**EXERCISE DETAILS**.
Using the entries below, show all lines with the string "boat".

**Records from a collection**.
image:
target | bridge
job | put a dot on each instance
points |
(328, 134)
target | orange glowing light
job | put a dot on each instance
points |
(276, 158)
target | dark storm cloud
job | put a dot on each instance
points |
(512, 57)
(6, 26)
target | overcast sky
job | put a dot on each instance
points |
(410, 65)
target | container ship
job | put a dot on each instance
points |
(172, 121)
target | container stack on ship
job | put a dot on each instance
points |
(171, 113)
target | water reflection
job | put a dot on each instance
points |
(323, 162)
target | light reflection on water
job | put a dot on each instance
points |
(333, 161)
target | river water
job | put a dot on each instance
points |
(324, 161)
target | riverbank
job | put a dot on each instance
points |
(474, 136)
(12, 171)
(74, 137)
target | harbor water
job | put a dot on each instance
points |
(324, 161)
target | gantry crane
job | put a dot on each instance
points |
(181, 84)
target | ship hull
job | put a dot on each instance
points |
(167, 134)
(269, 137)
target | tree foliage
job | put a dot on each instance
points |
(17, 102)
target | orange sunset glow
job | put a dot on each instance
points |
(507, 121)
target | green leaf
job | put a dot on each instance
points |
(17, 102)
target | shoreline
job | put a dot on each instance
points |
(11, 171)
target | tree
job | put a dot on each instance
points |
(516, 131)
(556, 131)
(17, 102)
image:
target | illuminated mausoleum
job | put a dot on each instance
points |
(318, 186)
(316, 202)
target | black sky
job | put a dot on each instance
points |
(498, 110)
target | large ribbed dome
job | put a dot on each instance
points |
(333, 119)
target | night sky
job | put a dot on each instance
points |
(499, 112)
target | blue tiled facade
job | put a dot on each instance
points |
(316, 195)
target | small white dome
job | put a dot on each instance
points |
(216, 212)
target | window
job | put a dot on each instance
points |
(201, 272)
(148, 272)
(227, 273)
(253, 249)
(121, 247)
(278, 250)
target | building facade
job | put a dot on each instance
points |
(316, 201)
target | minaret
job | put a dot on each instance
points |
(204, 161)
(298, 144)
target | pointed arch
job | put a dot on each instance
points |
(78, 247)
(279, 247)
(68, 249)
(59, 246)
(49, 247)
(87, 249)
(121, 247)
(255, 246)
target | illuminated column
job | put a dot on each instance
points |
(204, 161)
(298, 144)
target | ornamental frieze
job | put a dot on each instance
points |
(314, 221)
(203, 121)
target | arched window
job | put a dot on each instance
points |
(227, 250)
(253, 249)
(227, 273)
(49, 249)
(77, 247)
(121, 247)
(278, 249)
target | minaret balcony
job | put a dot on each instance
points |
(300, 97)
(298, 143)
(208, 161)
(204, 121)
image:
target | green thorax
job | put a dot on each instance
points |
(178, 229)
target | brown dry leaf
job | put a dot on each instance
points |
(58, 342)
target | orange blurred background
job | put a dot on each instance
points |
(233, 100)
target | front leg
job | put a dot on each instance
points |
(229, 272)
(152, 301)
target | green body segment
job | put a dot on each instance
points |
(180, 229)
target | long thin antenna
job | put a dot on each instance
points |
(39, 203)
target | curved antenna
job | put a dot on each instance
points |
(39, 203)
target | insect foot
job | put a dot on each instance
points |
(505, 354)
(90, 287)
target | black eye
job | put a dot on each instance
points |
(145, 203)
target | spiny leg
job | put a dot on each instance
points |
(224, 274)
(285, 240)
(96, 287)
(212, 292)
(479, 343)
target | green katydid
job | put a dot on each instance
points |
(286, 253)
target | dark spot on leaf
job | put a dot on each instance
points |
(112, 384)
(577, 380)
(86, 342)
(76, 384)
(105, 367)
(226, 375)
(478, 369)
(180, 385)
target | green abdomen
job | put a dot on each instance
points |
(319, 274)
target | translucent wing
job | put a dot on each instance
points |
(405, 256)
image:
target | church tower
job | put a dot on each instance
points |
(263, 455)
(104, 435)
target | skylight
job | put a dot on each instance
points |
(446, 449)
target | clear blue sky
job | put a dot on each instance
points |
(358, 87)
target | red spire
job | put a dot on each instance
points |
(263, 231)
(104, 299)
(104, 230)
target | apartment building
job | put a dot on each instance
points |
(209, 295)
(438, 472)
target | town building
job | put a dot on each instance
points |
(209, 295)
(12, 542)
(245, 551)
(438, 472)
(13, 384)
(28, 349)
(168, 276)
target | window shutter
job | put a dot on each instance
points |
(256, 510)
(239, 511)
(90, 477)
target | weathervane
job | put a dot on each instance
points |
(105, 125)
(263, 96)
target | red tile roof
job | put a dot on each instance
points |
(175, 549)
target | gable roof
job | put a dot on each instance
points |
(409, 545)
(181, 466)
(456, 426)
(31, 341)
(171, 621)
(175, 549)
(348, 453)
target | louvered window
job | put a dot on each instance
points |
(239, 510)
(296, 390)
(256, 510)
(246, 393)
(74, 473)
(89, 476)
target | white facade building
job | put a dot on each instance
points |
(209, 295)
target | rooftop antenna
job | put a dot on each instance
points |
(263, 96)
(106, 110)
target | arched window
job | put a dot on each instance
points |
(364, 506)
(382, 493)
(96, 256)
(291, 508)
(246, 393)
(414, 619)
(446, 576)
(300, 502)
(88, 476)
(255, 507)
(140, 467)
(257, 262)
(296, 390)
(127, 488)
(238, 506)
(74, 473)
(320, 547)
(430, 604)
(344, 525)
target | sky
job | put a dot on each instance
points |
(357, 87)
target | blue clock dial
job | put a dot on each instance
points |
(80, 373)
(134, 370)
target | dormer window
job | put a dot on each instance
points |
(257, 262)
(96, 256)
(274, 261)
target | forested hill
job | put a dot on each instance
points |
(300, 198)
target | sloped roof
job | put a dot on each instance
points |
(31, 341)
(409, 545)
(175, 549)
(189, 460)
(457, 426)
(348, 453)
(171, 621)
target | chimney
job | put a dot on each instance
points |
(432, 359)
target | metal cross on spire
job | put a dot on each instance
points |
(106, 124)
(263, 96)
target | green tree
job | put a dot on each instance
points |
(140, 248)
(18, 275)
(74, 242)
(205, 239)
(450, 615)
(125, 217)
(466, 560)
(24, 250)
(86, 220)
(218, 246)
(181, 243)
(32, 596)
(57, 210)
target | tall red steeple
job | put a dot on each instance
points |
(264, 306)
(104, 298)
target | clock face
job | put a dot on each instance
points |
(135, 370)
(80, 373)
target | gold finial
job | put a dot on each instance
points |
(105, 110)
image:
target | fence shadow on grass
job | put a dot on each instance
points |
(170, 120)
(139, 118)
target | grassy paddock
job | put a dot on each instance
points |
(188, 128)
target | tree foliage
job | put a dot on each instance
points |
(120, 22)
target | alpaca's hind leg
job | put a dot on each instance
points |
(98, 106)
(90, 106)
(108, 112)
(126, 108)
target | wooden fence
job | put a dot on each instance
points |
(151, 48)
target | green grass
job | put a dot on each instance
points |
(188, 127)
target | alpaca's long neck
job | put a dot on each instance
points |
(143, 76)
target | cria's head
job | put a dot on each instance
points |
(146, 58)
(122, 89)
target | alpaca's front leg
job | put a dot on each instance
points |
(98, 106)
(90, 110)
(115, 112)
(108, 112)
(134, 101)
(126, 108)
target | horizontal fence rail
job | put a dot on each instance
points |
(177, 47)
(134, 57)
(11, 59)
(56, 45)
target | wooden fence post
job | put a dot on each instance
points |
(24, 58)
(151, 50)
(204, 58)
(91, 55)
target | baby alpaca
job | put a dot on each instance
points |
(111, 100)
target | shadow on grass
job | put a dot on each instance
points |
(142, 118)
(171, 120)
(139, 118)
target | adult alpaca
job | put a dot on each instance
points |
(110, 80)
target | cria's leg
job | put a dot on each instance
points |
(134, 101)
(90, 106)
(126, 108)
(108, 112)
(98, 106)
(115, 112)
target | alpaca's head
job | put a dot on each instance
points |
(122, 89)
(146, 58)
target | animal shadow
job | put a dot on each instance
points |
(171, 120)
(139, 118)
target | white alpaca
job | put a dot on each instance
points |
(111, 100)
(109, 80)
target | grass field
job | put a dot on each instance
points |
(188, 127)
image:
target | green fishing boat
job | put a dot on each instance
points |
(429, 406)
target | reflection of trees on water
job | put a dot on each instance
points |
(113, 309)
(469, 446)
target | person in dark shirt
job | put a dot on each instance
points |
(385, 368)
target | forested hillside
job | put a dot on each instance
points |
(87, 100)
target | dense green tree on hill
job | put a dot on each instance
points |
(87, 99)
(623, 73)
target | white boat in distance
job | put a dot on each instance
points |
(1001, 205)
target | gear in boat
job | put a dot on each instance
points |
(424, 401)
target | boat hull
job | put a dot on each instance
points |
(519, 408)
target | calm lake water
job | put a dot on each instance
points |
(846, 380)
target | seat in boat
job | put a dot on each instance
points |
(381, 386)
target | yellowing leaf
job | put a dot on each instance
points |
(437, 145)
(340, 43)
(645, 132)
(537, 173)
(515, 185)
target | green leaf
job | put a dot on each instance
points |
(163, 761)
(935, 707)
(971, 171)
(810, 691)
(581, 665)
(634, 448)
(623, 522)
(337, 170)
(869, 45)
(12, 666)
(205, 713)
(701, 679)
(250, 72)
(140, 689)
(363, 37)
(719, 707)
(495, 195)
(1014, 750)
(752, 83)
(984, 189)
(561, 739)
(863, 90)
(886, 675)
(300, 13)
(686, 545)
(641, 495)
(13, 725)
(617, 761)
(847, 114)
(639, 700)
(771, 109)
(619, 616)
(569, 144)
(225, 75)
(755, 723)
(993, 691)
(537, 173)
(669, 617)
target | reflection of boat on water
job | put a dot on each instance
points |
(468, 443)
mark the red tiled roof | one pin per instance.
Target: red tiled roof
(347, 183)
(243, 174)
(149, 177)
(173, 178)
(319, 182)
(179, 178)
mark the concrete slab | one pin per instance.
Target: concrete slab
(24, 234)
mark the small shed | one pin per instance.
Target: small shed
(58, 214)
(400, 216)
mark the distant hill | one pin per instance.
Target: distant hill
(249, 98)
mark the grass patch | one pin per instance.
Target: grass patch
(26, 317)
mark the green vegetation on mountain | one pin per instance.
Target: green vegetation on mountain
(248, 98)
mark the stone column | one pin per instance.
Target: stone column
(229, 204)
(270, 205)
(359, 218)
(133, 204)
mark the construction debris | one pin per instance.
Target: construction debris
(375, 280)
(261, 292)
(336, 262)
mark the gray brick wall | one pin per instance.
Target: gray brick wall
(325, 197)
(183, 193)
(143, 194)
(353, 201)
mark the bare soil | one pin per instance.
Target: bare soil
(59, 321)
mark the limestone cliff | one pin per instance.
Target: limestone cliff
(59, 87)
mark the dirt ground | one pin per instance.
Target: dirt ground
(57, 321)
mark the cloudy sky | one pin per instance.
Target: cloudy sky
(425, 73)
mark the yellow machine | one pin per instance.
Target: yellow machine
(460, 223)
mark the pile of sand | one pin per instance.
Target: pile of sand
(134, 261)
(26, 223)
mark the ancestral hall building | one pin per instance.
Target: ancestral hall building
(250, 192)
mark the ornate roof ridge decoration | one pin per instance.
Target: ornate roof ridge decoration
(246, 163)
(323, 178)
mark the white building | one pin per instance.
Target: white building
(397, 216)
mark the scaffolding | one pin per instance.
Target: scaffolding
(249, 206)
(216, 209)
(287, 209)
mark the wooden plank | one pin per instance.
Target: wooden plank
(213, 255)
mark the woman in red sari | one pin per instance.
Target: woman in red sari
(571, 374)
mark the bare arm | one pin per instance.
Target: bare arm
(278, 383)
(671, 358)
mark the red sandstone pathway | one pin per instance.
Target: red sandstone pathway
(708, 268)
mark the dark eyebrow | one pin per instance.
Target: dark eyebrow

**REPLY**.
target | green fishing boat
target | white boat in distance
target | gear in boat
target | boat hull
target | seat in boat
target | reflection of boat on water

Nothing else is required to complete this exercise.